* [Data for this task]:
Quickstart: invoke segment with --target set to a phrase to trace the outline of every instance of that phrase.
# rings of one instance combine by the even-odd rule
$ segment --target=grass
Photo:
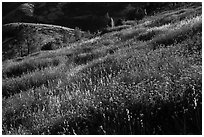
[[[28,61],[34,71],[3,79],[2,134],[202,134],[201,20],[135,24]]]

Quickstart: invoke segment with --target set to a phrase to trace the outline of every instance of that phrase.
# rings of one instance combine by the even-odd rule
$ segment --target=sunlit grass
[[[201,20],[107,33],[3,79],[3,134],[202,134]]]

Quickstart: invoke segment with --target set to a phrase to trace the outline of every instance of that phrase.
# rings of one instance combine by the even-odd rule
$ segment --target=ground
[[[5,59],[2,134],[202,134],[201,10]]]

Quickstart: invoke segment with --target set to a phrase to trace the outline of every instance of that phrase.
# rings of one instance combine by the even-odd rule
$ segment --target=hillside
[[[202,6],[176,6],[97,34],[4,24],[2,134],[201,135]]]
[[[199,5],[201,6],[200,3],[182,2],[3,2],[2,22],[53,24],[95,32],[106,26],[103,18],[107,12],[117,22],[118,19],[134,19],[138,8],[146,9],[148,15],[154,15],[163,10]]]

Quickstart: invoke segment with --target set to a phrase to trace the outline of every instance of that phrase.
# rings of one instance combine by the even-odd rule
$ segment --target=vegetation
[[[4,61],[2,134],[201,135],[198,6]]]

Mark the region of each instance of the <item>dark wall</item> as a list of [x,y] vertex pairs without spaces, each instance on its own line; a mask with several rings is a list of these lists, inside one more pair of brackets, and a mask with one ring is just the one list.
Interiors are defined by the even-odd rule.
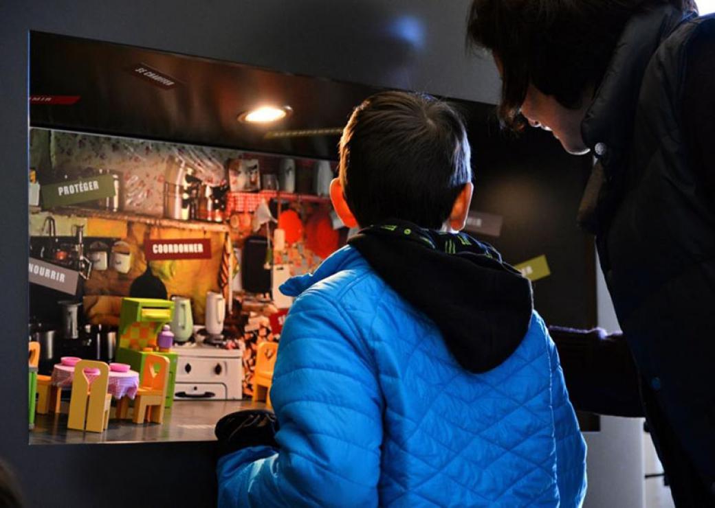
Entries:
[[593,238],[576,223],[591,158],[568,154],[550,133],[518,138],[495,122],[472,123],[472,210],[501,215],[498,238],[479,236],[516,265],[546,255],[548,277],[533,283],[534,305],[547,325],[596,325]]
[[493,65],[465,54],[468,4],[468,0],[0,2],[0,382],[6,413],[0,417],[0,455],[16,469],[29,506],[215,504],[209,443],[27,444],[29,31],[490,101],[498,89]]

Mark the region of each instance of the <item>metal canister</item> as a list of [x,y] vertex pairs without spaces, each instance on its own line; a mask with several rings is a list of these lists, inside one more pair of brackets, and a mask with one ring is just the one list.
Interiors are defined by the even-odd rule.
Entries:
[[119,210],[119,203],[122,203],[122,198],[120,195],[122,191],[122,183],[119,180],[119,175],[114,171],[108,171],[107,173],[112,175],[112,183],[114,184],[114,195],[104,198],[104,208],[111,212],[117,212]]

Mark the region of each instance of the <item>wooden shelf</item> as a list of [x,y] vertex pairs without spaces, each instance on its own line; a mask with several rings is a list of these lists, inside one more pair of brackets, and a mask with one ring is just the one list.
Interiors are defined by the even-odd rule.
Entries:
[[330,203],[330,198],[327,195],[316,195],[315,194],[296,194],[295,193],[281,192],[280,190],[259,190],[258,192],[235,192],[229,195],[238,198],[250,198],[252,196],[258,198],[264,198],[267,201],[271,199],[280,199],[284,201],[305,201],[306,203]]
[[177,228],[178,229],[229,233],[228,225],[224,223],[204,222],[203,220],[180,220],[178,219],[167,219],[163,217],[141,215],[127,212],[112,212],[108,210],[81,208],[74,206],[58,207],[44,210],[41,210],[39,208],[36,208],[36,207],[31,207],[30,209],[31,213],[37,213],[40,211],[44,211],[48,213],[59,215],[97,218],[107,219],[108,220],[124,220],[126,222],[142,223],[143,224],[149,224],[150,225],[160,226],[162,228]]

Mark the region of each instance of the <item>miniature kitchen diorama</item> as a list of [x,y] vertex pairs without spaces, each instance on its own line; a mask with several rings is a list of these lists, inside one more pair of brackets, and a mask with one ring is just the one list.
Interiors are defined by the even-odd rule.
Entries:
[[[65,51],[70,66],[79,46],[114,59],[137,96],[142,90],[171,96],[169,78],[144,62],[205,64],[33,37],[33,91],[50,82],[66,88],[61,81],[72,75],[47,78],[57,60],[46,58],[43,46],[56,56]],[[119,61],[127,55],[142,63],[134,75]],[[280,79],[305,79],[234,70],[255,81],[277,76],[274,88]],[[364,88],[352,91],[355,98]],[[212,138],[219,147],[131,121],[121,129],[102,126],[101,115],[77,121],[90,114],[79,107],[83,101],[89,109],[99,99],[66,97],[31,97],[30,442],[212,440],[224,415],[270,405],[292,303],[278,287],[314,269],[347,237],[328,198],[340,123],[318,133],[320,150],[301,148],[300,136],[315,138],[314,131],[288,131],[299,138],[295,149],[280,136],[273,146]],[[343,108],[338,118],[349,114]],[[245,109],[235,121],[265,139],[265,126],[286,125],[267,114],[297,111],[282,103]]]
[[[377,88],[30,39],[30,443],[213,440],[221,417],[270,406],[278,288],[350,234],[328,188]],[[494,135],[491,107],[461,105],[467,230],[534,281],[547,322],[593,326],[593,245],[568,198],[588,161],[534,158]]]
[[[30,208],[29,332],[42,415],[32,435],[64,425],[63,396],[75,428],[73,397],[81,390],[91,405],[104,374],[109,428],[147,425],[158,412],[140,418],[137,400],[157,357],[168,360],[152,387],[167,422],[152,422],[170,425],[179,401],[265,403],[253,397],[257,355],[279,340],[291,303],[277,287],[347,235],[327,198],[334,163],[44,129],[31,139],[40,199]],[[92,370],[97,362],[106,372]]]

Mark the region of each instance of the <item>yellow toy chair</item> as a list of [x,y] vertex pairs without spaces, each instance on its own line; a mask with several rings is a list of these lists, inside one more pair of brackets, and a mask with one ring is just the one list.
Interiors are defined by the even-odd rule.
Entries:
[[29,405],[30,410],[30,428],[35,426],[35,399],[37,396],[37,365],[40,360],[40,344],[39,342],[30,342],[29,357],[28,367],[29,368],[29,377],[28,379],[28,387],[29,388]]
[[278,355],[278,342],[261,342],[256,353],[256,368],[253,371],[253,401],[266,401],[270,408],[270,385],[273,380],[273,368]]
[[[90,385],[85,369],[97,369],[99,375]],[[69,400],[67,427],[76,430],[101,432],[109,422],[112,394],[109,386],[109,366],[104,362],[82,360],[74,366],[72,395]]]
[[134,423],[164,421],[164,399],[169,386],[169,358],[147,355],[142,371],[142,382],[134,399]]

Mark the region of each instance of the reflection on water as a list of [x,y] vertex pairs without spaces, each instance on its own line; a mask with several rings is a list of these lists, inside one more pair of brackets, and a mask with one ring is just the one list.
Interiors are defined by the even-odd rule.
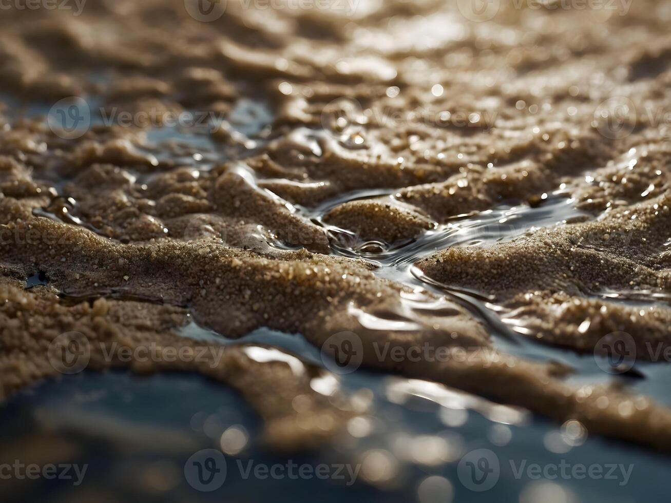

* [Required task]: Rewrite all of the data above with every "even-odd rule" changed to "nonzero rule" and nothing else altered. Leave the pictures out.

* [Written response]:
Quickstart: invoke segment with --target set to a phrase to trace the outline of every instance of that phrase.
# rings of one instance combine by the nonzero rule
$ segment --target=grass
Photo:
[[[28,61],[34,71],[3,79],[2,134],[202,134],[201,20],[135,24]]]

Quickstart: invoke segment with --target set to a phrase to trace the outline of every instance of that phrase.
# rings of one instance combine by the nonzero rule
$ segment --target=sunlit grass
[[[201,20],[107,33],[3,79],[3,134],[202,134]]]

Quickstart: invoke segment with --target set to a phrase to trace the outline of every instance of that phrase.
# rings of one instance combine by the nonzero rule
$ segment --target=ground
[[[5,59],[2,134],[202,134],[201,10]]]

Quickstart: invoke segment with --target set to a phrase to trace the outline of every instance of that phrase.
# rings of one instance combine by the nonzero rule
$ segment --target=hillside
[[[202,6],[176,6],[97,34],[4,24],[2,134],[201,135]]]
[[[199,5],[201,6],[200,3],[182,2],[3,2],[2,22],[53,24],[95,32],[106,26],[103,18],[107,12],[117,22],[118,19],[134,19],[138,8],[146,9],[148,15],[154,15],[163,10]]]

Quickstart: invoke segment with --target set to a phrase to trace the outline of every instance of that phrase.
# rings of one instance combine by the nonzero rule
$ segment --target=vegetation
[[[4,61],[2,134],[201,135],[198,6]]]

Mark the region of each instance of the <item>dark wall</item> as a list of [x,y] vertex pairs without spaces, each instance on its own line; a mask with several rings is a list of these lists, inside one more pair of brackets, and a mask with one ring is just the one list.
Interiors are defined by the nonzero rule.
Entries:
[[593,238],[576,223],[591,158],[568,154],[550,133],[518,138],[495,122],[472,123],[472,210],[501,215],[498,238],[479,236],[516,265],[546,255],[548,277],[533,283],[534,305],[547,325],[596,325]]
[[493,65],[465,54],[468,4],[468,0],[0,2],[0,382],[6,413],[0,417],[0,455],[16,469],[29,506],[215,504],[209,443],[27,444],[29,31],[490,101],[498,89]]

Mark the region of each instance of the <item>metal canister</item> as a list of [x,y] vertex pairs without spaces, each instance on its own line; a mask with several rings is a list of these lists, inside one more pair of brackets, and a mask with one ring is just the one list.
Interiors are defined by the nonzero rule.
Entries:
[[119,210],[119,203],[122,203],[122,198],[120,195],[122,191],[122,183],[119,180],[119,175],[114,171],[108,171],[107,173],[112,175],[112,183],[114,184],[114,195],[104,198],[104,208],[111,212],[117,212]]

Mark the region of each instance of the <item>wooden shelf</item> as a list of [x,y] vertex pairs without spaces, each instance on its own line; a mask with several rings is a list of these lists, inside one more pair of brackets, and a mask with one ring is just the one list.
Interiors are defined by the nonzero rule.
Entries:
[[330,203],[330,198],[327,195],[316,195],[315,194],[296,194],[295,193],[281,192],[280,190],[259,190],[258,192],[235,192],[229,195],[238,198],[250,198],[252,196],[258,198],[264,198],[267,201],[271,199],[280,199],[284,201],[305,201],[306,203]]
[[177,228],[178,229],[229,233],[228,225],[224,223],[204,222],[203,220],[180,220],[178,219],[167,219],[163,217],[141,215],[127,212],[112,212],[108,210],[81,208],[74,206],[58,207],[44,210],[41,210],[39,208],[36,208],[36,207],[31,207],[30,209],[31,213],[37,213],[40,211],[44,211],[48,213],[59,215],[97,218],[107,219],[108,220],[124,220],[126,222],[142,223],[143,224],[149,224],[150,225],[160,226],[162,228]]

Mark the region of each instance of the <item>miniature kitchen diorama</item> as a list of [x,y] vertex pairs without spaces, each instance on its own line; a mask with several rings is a list of these lists, inside one more pair of brackets, and a mask with one ring is just the one list.
Interiors are defined by the nonzero rule.
Entries:
[[[65,51],[70,66],[79,46],[114,59],[137,96],[142,90],[171,96],[169,78],[144,62],[205,64],[33,37],[33,91],[50,82],[66,88],[61,81],[72,75],[47,78],[57,60],[46,58],[43,46],[56,56]],[[119,61],[127,55],[142,63],[134,75]],[[280,79],[305,79],[234,70],[255,81],[277,76],[274,88]],[[364,88],[352,91],[355,98]],[[212,138],[219,147],[131,121],[121,129],[102,126],[101,115],[77,121],[90,114],[79,107],[83,101],[89,109],[99,99],[66,97],[31,97],[30,442],[212,440],[224,415],[270,405],[292,303],[278,287],[314,269],[347,237],[328,198],[340,123],[318,133],[320,150],[301,148],[300,136],[315,138],[314,131],[288,131],[299,138],[295,149],[280,136],[273,146]],[[343,108],[338,118],[349,114]],[[245,109],[235,121],[265,139],[265,126],[286,125],[267,114],[297,111],[282,103]]]
[[[377,88],[30,39],[30,443],[213,440],[221,417],[270,406],[278,288],[350,234],[328,188]],[[494,135],[491,107],[461,105],[467,230],[534,281],[547,322],[593,326],[593,245],[568,198],[588,161],[534,158]]]
[[[30,208],[29,332],[42,415],[32,435],[64,425],[63,396],[75,428],[73,397],[81,390],[91,405],[104,374],[109,428],[147,425],[158,412],[140,418],[137,400],[157,357],[168,360],[152,387],[167,422],[152,422],[170,425],[179,401],[265,403],[253,397],[257,355],[279,340],[291,303],[277,287],[347,235],[327,198],[334,163],[44,129],[31,139],[40,199]],[[92,370],[97,362],[106,372]]]

Mark the region of each instance of the <item>yellow toy chair</item> as a list of [x,y] vertex pairs without spaces, each instance on its own line; a mask with several rings is a list of these lists, inside one more pair of brackets, and a mask with one ring is just the one list.
Interiors are defined by the nonzero rule.
Entries:
[[29,405],[30,410],[30,428],[35,426],[35,399],[37,396],[37,365],[40,360],[40,344],[39,342],[30,342],[29,357],[28,367],[29,368],[29,377],[28,379],[28,387],[29,388]]
[[278,355],[278,342],[261,342],[256,353],[256,368],[253,371],[253,401],[266,401],[270,408],[270,385],[273,380],[273,368]]
[[[90,385],[85,369],[97,369],[99,375]],[[69,400],[67,427],[76,430],[101,432],[109,422],[112,394],[109,386],[109,366],[104,362],[82,360],[74,366],[72,395]]]
[[134,423],[164,421],[164,399],[169,386],[169,358],[147,355],[142,371],[142,382],[134,399]]

Mark the region of each instance of the reflection on water as a list of [x,y] vertex pairs without spaces, each instance on its own line; a mask with several rings is a list of these lists, inside one more pair of brackets, and a mask with one ring is just the one list.
Interiors are defined by the nonzero rule.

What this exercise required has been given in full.